● Problem to solve
Print out the records below with nothing altered.

● Provided information
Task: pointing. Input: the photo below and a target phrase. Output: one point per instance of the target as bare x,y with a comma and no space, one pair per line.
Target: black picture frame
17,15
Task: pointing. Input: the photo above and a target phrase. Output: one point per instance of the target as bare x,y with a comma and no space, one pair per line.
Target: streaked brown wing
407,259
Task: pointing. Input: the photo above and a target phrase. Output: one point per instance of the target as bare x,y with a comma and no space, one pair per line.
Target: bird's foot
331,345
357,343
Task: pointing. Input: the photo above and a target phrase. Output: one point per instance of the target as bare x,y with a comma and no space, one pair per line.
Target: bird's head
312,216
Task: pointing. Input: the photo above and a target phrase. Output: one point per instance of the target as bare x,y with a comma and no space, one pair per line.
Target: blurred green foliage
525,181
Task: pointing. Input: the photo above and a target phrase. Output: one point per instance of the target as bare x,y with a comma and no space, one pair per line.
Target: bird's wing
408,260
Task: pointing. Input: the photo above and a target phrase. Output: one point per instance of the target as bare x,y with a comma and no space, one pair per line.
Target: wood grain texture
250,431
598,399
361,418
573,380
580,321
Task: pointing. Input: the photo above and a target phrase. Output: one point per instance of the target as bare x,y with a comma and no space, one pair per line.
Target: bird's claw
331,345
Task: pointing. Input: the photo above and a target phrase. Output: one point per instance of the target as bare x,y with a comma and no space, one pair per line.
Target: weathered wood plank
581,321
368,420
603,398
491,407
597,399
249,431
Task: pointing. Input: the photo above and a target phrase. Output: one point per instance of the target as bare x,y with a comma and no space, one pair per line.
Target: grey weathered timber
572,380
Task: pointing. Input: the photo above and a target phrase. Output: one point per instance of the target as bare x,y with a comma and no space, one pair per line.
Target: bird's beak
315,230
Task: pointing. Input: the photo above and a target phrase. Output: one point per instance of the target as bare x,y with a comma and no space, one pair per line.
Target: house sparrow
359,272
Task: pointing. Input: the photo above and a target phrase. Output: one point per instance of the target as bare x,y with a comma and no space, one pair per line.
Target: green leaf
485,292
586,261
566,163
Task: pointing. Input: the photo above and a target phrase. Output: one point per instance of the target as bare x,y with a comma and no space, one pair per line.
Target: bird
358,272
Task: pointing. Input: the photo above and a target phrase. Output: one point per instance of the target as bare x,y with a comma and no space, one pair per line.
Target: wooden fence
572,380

● The answer
Task: pointing. Input: the photo below and a target phrase. Output: one point per instance of the target as bare x,y with a comma and no space, one pair per line.
Target: black picture frame
17,15
Task: pointing. Input: the photo above and a target phrase. Output: one point per instance of the target as bare x,y with a comma and no space, one pair per line.
Target: streaked brown wing
407,259
Task: pointing. Input: the photo above and a target phrase. Output: one point per instance of the target as bare x,y with a comma and no space, one pair per line.
Target: bird's foot
331,345
357,343
Task: pointing. Input: the photo above and a target phrase. Output: one point per instance of the target as bare x,y with a comma and no space, one pair per line.
Target: bird's head
312,216
Task: pointing. Input: the photo above and a target phrase. Output: one point per instance of the target as bare x,y with a comma and no space, one pair per line.
Target: blurred green foliage
525,181
Task: pointing. Input: the photo above and a target phrase. Output: one point per instance of the target as bare x,y with a comma and no space, one pair per line.
Target: bird's wing
408,260
Task: pointing. Input: the photo above and a target phrase. Output: one point per instance of the target as bare x,y with a comma and no space, one pair per line.
Target: wood grain texture
250,431
598,399
361,418
573,380
580,321
Task: pointing. Input: the photo above and a target phrase. Output: one point per instance of the target as bare x,y with a comma and no space, one pair per line.
Target: bird's claw
331,345
Task: pointing. Input: the photo above and a target phrase. Output: one point per instance of the target as bare x,y with a comma and no space, one pair per line.
Target: weathered wood plank
581,321
368,420
603,398
491,407
597,399
249,431
Task: pointing. Input: the photo above and a target phrase. Output: one point per instance of the target as bare x,y with a comma and no space, one pair per line.
Target: grey weathered timber
572,380
Task: pointing. Input: the photo above and a target phrase. Output: one point per instance of the target as bare x,y with a comma and no space, one pair per line.
Target: bird's beak
315,230
Task: pointing. Input: the photo above and a target phrase. Output: one point per instance of the target as bare x,y with a comma and no space, one pair per line.
Target: house sparrow
359,272
Task: pointing. Input: the photo above and a target phrase. Output: one point per instance of the target as bare x,y with a comma and no space, one pair per line.
Target: green leaf
485,292
586,261
566,163
Task: pointing. Input: the photo above and a target phrase. Output: one point per instance of the target as bare x,y with a comma and no space, one pair per line.
Target: bird
358,272
Task: pointing. Input: the photo above and a target phrase. Output: one point per instance of the target as bare x,y with a comma and no space, one pair per line.
Target: wooden fence
572,380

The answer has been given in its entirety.